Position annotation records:
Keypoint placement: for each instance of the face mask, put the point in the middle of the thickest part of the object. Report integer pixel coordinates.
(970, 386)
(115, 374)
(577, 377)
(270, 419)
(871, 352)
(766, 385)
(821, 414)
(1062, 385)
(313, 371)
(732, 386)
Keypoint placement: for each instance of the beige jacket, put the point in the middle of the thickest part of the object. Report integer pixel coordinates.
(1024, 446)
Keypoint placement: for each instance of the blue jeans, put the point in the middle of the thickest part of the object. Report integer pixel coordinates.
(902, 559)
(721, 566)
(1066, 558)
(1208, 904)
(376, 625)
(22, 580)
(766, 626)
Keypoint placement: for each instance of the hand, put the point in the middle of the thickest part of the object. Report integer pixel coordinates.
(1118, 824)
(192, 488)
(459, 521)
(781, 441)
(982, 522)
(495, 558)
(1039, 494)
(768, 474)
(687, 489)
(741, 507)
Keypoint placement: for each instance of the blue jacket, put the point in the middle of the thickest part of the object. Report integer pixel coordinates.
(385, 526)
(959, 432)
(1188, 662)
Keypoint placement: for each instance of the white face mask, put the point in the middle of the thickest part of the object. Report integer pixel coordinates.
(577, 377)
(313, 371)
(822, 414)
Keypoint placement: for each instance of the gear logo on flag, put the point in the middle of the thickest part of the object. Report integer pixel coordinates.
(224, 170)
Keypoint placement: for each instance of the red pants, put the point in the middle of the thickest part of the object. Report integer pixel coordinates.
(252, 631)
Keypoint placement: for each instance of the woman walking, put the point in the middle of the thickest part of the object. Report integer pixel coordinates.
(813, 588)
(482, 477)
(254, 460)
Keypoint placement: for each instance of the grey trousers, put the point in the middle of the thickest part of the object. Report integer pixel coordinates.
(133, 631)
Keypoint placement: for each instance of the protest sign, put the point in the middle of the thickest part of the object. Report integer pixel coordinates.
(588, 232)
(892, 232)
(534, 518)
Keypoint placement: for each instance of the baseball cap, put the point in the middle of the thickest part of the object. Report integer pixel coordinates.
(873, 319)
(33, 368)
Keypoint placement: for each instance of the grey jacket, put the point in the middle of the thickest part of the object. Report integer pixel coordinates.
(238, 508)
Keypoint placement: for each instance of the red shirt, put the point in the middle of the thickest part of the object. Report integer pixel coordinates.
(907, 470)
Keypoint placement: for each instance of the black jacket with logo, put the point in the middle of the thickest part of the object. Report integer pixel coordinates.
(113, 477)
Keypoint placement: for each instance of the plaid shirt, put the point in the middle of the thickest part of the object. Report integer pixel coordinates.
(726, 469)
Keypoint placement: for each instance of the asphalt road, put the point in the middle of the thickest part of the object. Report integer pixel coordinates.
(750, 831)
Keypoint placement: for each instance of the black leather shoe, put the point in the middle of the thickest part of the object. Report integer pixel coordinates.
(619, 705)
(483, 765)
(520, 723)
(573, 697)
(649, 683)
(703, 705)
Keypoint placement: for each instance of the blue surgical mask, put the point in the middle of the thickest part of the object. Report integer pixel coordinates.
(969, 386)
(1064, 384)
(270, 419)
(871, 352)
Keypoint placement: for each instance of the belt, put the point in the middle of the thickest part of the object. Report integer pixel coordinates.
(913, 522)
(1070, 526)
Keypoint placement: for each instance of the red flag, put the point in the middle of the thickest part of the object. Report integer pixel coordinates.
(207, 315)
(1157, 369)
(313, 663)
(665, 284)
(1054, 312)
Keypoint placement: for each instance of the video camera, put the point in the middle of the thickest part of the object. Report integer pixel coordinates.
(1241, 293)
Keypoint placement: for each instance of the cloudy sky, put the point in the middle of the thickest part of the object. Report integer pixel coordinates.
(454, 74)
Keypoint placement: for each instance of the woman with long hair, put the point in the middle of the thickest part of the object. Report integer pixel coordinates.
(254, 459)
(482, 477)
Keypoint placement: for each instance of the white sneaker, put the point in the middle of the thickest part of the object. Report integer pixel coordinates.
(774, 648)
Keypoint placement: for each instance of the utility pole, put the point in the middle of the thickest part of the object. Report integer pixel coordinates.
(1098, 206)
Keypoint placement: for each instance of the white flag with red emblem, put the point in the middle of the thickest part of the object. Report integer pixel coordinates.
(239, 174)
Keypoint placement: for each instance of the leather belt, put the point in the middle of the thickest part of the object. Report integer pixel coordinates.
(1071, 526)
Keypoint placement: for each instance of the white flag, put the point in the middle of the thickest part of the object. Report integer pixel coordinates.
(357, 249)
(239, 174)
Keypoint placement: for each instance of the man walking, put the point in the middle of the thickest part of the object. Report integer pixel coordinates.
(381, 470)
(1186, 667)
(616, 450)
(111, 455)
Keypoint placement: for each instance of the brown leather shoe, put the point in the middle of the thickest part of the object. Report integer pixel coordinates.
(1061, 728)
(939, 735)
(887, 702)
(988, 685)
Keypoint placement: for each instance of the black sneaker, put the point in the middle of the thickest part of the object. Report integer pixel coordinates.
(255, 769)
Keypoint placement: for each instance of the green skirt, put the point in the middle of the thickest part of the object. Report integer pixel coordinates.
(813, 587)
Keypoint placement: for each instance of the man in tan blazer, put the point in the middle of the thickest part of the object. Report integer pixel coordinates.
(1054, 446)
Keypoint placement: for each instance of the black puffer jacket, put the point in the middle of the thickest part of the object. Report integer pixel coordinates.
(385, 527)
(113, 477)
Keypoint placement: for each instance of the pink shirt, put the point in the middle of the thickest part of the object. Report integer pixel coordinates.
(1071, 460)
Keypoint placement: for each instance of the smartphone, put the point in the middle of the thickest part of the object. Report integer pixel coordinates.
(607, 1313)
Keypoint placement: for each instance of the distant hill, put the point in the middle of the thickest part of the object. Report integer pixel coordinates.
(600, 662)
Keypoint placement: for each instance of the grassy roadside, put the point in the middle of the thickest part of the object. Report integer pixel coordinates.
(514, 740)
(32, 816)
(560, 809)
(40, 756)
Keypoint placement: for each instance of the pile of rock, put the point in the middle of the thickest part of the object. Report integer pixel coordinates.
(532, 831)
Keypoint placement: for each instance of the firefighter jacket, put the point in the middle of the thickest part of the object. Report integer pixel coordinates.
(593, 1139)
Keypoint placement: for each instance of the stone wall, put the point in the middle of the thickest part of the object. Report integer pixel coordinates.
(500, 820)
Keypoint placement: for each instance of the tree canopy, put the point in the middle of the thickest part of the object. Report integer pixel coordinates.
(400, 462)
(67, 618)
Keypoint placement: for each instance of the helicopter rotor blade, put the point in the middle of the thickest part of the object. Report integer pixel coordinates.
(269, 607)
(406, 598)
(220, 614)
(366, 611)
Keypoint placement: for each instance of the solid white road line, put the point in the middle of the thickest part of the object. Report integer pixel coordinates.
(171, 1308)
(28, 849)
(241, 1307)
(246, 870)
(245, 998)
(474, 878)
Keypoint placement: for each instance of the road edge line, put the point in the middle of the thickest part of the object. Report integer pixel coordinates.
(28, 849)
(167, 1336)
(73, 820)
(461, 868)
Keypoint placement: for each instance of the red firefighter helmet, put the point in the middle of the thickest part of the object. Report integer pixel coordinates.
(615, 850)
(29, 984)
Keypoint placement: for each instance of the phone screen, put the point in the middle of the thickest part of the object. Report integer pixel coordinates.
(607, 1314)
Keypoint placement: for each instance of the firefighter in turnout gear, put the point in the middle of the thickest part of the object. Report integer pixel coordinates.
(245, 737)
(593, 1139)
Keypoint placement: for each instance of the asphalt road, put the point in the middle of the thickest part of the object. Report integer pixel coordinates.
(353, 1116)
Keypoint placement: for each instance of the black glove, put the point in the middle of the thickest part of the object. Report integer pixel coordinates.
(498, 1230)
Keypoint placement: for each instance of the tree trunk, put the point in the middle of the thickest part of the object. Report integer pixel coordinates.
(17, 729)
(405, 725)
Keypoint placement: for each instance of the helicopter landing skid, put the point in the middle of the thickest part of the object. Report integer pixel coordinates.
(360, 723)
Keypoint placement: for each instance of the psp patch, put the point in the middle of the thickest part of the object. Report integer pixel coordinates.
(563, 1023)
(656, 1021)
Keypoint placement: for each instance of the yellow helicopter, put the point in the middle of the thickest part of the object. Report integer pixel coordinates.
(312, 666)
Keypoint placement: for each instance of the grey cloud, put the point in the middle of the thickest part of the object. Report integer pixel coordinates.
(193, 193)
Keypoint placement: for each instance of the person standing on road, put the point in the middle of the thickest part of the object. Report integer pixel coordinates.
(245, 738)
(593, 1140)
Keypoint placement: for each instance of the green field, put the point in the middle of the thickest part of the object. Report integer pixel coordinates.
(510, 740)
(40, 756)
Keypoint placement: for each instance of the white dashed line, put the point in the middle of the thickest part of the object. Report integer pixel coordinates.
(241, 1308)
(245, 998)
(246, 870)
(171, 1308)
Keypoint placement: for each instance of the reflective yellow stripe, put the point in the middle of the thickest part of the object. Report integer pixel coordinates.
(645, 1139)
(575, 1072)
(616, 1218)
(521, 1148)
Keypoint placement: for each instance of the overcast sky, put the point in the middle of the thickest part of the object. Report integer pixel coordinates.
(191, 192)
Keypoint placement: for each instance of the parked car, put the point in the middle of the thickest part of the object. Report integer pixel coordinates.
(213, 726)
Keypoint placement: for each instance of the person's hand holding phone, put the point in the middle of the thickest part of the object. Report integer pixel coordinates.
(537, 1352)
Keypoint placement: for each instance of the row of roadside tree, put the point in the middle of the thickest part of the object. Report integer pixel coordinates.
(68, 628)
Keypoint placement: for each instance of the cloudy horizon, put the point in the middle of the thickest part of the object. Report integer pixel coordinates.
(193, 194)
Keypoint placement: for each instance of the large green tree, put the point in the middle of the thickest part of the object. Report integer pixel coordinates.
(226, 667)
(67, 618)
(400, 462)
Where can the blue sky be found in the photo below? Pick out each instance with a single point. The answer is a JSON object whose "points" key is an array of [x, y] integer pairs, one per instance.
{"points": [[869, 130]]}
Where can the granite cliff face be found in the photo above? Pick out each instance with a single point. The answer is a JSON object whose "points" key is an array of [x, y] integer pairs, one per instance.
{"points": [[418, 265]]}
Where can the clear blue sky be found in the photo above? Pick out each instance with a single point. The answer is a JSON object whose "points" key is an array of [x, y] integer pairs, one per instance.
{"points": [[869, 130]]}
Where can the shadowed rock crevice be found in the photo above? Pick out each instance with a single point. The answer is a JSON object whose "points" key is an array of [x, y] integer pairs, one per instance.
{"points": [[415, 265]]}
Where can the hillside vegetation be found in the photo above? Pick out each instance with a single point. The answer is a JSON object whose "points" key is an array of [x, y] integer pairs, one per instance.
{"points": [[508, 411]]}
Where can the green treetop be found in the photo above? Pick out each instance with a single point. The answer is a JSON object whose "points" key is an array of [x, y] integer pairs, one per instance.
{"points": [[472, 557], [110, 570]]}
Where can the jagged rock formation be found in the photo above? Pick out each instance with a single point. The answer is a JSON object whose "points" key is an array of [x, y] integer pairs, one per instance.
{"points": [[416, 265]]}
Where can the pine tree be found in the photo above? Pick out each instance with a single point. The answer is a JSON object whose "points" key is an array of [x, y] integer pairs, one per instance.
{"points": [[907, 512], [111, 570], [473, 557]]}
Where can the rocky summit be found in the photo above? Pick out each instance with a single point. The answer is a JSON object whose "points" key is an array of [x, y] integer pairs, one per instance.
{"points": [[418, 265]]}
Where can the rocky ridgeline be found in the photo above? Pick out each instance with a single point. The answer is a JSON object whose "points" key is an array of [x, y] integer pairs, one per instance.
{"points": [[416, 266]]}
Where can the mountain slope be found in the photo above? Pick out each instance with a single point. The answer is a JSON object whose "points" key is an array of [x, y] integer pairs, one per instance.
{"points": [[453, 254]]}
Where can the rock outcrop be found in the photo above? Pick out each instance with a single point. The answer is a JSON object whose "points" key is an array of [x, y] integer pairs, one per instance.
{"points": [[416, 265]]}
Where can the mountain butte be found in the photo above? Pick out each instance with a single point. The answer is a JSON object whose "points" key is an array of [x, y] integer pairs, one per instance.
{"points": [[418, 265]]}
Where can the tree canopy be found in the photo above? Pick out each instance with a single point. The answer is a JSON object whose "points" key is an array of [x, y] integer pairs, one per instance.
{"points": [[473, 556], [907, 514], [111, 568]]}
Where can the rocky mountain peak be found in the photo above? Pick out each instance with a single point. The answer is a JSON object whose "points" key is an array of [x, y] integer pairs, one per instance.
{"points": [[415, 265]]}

**Your objective:**
Copy out, unchanged, everything from the line containing "Keypoint placement: for each instance of the belt, put" down to the line containing "(1098, 206)", both included.

**Finished answer:**
Keypoint placement: for each instance of the belt, put the point in the middle of the thickest part of the object. Report integer pixel coordinates.
(913, 522)
(1070, 526)
Keypoint placement: for each instance of the red flag, put the point in the middle of the thickest part of the object. Report integer pixel coordinates.
(207, 315)
(1157, 369)
(313, 663)
(665, 284)
(1054, 312)
Keypoint placement: for each instance of the video camera, put the point in the middle of the thickest part of the object. Report integer pixel coordinates.
(1241, 293)
Keypoint placement: for each instance of the cloudy sky, put the point in the middle of the thickest part of the object. Report integer pixel coordinates.
(454, 74)
Keypoint placement: for each instance of the woman with long hair, put the point in the middle of the thickest part of the object. Report integer pixel coordinates.
(254, 459)
(482, 477)
Keypoint placement: for each instance of the white sneaker, put the point in the middle of the thickest part of the object. Report integer pixel coordinates.
(774, 648)
Keypoint placement: for each instance of the utility pole, put the point in the middle of the thickest part of the object. Report integer pixel coordinates.
(1098, 206)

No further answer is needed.